Input material:
########
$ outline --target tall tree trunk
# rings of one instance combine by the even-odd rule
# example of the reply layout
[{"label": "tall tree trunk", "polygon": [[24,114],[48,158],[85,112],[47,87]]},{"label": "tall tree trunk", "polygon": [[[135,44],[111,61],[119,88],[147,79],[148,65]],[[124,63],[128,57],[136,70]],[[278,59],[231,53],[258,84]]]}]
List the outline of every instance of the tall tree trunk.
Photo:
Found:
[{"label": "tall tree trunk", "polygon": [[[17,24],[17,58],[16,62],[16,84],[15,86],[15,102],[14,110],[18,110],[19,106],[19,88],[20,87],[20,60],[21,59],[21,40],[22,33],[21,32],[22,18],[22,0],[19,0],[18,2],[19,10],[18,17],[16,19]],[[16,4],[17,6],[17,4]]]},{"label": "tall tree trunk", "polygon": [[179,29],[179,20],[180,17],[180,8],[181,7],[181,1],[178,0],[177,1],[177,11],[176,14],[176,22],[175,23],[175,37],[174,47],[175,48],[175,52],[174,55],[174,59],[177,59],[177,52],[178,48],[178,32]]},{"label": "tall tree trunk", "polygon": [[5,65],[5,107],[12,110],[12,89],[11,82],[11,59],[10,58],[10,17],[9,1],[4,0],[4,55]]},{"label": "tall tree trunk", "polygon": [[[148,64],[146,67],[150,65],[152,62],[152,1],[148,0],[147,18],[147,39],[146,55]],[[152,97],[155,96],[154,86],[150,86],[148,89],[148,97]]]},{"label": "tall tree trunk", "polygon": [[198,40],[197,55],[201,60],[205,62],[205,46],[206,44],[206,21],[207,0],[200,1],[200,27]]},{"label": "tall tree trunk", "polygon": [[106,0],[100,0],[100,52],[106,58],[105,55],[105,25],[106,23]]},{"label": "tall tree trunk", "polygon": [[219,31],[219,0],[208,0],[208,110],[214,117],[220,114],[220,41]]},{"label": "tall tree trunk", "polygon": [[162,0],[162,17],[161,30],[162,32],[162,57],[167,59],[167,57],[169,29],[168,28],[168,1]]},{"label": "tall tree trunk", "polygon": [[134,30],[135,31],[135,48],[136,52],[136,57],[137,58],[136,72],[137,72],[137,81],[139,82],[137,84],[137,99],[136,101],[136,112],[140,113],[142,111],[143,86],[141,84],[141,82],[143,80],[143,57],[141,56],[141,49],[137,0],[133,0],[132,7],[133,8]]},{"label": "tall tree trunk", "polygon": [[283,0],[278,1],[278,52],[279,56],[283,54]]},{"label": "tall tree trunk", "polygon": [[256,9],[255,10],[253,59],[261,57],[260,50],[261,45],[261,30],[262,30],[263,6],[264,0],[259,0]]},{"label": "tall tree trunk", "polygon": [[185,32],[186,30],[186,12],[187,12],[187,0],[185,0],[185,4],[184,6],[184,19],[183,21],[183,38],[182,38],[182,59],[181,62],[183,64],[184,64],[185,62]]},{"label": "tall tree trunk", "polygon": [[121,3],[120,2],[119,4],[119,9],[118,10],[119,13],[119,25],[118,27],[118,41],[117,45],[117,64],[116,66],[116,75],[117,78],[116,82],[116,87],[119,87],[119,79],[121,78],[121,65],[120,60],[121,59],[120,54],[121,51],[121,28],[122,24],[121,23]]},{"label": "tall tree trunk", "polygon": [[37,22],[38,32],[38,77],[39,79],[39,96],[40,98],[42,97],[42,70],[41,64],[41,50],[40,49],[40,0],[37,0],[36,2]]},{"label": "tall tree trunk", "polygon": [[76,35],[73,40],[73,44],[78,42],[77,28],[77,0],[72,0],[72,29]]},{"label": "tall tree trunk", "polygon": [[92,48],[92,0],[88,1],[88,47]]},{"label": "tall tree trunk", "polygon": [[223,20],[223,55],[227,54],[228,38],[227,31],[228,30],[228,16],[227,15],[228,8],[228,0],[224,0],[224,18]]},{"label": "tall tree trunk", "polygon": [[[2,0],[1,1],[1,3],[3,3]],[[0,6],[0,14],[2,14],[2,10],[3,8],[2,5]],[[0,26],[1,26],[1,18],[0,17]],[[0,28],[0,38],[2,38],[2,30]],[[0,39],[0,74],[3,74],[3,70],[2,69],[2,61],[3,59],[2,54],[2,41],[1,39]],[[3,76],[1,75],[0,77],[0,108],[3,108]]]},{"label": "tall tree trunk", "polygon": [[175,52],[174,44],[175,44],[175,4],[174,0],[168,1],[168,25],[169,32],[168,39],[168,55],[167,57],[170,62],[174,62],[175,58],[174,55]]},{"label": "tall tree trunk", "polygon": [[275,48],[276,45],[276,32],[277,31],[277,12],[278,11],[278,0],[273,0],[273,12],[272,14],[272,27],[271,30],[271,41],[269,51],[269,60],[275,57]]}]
########
Task to complete: Rewrite the lines from the very first one through the line containing "# example of the reply layout" as a JSON list of strings, with one string per line and blank lines left out.

Task answer:
[
  "$ outline --target tall tree trunk",
  "# rings of one instance combine by the even-odd rule",
  "# example of the reply layout"
]